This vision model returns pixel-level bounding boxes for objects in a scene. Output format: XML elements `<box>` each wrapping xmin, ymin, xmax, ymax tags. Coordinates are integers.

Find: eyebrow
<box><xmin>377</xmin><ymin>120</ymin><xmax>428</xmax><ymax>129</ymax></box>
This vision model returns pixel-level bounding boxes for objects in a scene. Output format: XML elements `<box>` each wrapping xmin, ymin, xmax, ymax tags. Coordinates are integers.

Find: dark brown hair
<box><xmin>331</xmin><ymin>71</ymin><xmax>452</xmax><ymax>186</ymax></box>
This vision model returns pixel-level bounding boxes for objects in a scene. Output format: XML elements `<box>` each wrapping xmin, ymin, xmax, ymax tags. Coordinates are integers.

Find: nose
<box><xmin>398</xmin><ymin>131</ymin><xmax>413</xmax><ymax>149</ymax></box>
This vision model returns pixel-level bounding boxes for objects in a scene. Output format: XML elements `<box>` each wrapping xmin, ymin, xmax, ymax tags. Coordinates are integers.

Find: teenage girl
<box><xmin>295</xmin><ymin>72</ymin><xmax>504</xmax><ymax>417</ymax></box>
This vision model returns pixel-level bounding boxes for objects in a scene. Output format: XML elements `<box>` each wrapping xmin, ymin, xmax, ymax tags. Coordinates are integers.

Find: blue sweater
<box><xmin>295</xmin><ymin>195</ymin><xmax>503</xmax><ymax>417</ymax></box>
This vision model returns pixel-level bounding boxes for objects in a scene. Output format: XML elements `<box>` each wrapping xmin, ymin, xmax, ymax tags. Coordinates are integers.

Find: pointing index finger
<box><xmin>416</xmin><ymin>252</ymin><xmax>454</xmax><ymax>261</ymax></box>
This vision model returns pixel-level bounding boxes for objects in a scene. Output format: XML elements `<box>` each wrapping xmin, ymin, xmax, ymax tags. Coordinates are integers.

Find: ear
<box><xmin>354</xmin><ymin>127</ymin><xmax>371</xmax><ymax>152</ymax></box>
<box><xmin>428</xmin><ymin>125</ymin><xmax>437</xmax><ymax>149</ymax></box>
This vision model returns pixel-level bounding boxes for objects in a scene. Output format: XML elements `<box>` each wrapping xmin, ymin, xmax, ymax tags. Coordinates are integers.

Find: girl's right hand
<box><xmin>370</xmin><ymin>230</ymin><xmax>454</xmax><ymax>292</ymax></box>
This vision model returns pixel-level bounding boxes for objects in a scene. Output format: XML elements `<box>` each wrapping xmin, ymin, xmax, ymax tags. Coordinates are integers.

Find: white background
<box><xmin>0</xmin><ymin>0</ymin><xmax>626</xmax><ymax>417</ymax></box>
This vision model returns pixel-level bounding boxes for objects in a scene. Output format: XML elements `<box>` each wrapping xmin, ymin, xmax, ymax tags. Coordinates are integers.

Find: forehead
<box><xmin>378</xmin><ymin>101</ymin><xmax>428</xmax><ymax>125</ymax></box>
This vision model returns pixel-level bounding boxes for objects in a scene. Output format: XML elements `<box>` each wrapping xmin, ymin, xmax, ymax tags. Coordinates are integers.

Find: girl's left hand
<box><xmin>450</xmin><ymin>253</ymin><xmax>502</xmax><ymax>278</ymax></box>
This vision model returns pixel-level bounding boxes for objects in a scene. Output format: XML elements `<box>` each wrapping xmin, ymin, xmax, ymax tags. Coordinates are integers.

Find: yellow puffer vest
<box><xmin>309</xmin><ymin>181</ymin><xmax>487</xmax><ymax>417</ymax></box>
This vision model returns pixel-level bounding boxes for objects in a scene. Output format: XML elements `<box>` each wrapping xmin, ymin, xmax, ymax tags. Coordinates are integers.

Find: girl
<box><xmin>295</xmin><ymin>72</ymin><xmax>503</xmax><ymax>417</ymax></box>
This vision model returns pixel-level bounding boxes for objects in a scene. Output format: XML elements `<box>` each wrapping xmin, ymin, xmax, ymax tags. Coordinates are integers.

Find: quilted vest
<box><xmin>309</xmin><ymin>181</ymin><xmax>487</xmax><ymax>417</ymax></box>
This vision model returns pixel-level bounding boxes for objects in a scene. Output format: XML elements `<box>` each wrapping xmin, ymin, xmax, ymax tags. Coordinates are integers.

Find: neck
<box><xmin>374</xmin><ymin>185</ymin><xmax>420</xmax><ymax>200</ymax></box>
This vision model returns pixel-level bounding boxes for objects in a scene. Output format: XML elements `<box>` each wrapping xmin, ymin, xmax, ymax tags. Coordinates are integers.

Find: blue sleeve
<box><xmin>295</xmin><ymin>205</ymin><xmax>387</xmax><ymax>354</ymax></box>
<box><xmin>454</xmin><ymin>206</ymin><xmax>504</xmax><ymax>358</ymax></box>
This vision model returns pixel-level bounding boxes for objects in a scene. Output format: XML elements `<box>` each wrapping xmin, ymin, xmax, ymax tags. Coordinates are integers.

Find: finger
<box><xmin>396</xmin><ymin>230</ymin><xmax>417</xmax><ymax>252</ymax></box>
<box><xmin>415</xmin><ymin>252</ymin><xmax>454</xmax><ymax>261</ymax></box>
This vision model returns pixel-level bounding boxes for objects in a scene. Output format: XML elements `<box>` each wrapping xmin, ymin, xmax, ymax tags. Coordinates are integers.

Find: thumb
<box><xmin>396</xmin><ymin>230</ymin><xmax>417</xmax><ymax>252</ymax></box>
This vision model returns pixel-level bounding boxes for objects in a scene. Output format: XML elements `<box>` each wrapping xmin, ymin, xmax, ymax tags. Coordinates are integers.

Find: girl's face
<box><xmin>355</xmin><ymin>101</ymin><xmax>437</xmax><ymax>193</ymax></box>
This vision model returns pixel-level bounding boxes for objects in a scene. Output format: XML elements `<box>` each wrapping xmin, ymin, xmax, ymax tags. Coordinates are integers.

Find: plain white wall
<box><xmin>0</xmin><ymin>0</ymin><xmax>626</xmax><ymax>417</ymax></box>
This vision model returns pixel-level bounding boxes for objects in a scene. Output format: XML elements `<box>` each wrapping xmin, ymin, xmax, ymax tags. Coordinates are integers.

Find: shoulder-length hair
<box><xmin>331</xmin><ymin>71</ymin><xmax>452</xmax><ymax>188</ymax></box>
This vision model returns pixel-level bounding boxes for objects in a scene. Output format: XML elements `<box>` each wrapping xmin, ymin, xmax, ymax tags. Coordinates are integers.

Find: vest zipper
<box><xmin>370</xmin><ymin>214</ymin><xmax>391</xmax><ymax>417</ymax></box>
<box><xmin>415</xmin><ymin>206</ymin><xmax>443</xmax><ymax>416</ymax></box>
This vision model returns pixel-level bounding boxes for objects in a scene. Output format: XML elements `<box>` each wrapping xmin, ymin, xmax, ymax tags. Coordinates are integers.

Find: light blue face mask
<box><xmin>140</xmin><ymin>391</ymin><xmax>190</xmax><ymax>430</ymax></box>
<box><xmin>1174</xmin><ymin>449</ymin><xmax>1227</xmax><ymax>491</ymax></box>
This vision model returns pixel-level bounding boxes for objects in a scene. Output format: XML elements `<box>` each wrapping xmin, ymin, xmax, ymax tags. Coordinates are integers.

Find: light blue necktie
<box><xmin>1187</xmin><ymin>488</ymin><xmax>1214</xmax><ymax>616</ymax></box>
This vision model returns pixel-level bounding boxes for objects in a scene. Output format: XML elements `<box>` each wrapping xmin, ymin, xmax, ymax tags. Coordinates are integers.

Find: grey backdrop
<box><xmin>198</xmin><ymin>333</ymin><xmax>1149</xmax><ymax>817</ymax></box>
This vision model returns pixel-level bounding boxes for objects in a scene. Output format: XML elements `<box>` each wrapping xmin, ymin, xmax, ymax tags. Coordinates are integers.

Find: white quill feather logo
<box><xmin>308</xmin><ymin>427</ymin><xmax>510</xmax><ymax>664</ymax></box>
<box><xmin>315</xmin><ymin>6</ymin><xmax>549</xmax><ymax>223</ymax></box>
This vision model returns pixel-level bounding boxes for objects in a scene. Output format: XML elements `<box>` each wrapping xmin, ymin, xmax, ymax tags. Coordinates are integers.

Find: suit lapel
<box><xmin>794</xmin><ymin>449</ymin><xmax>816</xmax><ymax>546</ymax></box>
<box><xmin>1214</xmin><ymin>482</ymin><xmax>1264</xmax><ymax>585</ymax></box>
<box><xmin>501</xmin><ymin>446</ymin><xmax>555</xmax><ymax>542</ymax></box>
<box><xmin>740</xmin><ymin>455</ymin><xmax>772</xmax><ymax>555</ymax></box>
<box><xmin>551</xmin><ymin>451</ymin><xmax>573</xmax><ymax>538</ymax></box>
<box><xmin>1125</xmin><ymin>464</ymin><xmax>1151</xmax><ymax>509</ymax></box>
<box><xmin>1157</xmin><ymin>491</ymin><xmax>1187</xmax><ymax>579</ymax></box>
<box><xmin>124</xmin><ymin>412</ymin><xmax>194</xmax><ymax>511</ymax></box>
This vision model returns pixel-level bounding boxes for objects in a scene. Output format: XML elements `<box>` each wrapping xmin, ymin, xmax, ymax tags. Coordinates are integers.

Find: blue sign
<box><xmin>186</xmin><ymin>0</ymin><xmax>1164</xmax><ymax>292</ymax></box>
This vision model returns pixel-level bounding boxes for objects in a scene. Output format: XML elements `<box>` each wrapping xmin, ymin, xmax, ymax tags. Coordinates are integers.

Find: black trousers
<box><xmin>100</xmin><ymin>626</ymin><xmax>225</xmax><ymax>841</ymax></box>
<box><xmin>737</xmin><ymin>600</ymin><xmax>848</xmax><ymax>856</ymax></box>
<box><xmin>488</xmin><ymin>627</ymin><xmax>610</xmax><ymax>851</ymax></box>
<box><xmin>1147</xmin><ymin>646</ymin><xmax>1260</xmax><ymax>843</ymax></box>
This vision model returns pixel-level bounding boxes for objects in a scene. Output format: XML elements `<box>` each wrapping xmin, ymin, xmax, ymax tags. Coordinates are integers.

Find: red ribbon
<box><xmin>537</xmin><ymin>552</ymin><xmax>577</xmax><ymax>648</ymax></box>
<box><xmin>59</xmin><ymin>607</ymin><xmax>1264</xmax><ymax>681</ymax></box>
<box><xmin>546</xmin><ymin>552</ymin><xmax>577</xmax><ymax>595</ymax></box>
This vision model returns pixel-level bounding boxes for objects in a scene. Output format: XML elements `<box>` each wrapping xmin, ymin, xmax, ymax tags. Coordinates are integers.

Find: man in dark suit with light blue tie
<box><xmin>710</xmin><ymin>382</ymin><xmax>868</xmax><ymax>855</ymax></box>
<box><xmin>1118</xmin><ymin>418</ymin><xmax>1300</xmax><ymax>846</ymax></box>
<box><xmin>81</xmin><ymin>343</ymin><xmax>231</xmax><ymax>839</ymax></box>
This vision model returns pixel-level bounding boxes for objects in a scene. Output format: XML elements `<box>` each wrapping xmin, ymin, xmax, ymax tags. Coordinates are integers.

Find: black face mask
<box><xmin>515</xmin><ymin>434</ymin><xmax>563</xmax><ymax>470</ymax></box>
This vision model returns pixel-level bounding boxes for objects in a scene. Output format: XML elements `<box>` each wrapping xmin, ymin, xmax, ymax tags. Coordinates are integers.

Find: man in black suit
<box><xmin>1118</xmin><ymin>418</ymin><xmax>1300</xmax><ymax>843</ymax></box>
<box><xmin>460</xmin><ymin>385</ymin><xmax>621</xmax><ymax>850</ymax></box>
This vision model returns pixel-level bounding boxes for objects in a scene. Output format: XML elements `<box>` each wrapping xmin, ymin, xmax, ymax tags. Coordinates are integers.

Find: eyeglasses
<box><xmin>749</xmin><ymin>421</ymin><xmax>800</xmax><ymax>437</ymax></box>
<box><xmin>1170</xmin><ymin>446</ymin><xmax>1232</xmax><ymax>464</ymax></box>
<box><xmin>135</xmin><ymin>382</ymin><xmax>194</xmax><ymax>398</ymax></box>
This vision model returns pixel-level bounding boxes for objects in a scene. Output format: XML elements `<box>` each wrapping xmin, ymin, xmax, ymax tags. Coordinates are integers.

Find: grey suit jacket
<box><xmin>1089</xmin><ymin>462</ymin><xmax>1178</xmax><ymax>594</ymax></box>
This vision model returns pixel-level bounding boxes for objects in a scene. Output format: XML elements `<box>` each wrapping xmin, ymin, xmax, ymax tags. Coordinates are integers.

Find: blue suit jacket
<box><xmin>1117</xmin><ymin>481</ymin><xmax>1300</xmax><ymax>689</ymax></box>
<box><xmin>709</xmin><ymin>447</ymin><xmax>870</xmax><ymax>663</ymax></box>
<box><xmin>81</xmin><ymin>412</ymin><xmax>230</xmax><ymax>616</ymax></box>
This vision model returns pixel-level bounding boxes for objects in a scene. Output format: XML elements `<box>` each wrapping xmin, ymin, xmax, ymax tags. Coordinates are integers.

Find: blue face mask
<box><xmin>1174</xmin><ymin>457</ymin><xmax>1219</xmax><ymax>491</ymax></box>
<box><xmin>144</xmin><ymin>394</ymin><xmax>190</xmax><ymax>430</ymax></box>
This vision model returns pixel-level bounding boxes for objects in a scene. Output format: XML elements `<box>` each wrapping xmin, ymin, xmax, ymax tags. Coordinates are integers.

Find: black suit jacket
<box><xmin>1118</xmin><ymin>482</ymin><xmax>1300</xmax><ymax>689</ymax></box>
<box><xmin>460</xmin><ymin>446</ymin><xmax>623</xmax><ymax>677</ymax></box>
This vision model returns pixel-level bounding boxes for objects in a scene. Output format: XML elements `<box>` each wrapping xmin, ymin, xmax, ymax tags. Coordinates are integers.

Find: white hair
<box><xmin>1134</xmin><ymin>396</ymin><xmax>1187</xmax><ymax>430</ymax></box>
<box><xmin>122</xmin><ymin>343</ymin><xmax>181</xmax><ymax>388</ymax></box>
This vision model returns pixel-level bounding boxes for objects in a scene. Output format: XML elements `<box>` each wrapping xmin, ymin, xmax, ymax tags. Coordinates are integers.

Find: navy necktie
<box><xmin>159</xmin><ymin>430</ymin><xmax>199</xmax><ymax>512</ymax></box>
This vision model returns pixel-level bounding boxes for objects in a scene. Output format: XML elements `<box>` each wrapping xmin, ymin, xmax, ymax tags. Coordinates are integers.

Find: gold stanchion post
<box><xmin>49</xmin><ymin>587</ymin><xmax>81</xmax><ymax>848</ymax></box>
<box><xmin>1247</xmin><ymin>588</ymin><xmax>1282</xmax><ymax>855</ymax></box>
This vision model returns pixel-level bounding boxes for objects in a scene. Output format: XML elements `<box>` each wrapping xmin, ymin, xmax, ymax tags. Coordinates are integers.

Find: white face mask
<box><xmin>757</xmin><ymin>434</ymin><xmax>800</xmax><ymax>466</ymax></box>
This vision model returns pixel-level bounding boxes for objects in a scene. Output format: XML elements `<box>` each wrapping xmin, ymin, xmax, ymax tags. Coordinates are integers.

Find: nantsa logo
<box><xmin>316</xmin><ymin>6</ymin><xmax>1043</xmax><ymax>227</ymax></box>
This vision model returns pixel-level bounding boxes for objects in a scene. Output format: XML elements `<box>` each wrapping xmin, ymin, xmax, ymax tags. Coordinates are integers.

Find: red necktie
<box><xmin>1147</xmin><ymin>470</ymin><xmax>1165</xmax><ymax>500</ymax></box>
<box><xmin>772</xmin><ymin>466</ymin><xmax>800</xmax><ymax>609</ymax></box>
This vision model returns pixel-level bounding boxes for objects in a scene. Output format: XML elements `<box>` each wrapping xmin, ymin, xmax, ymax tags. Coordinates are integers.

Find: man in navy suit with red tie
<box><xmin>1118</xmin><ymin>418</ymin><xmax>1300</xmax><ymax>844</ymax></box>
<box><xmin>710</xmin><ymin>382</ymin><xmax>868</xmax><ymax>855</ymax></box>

######

§ SET PROBLEM
State how many of the lines above contain the string "suit", with letter case counting, and give only the number.

§ REPLY
7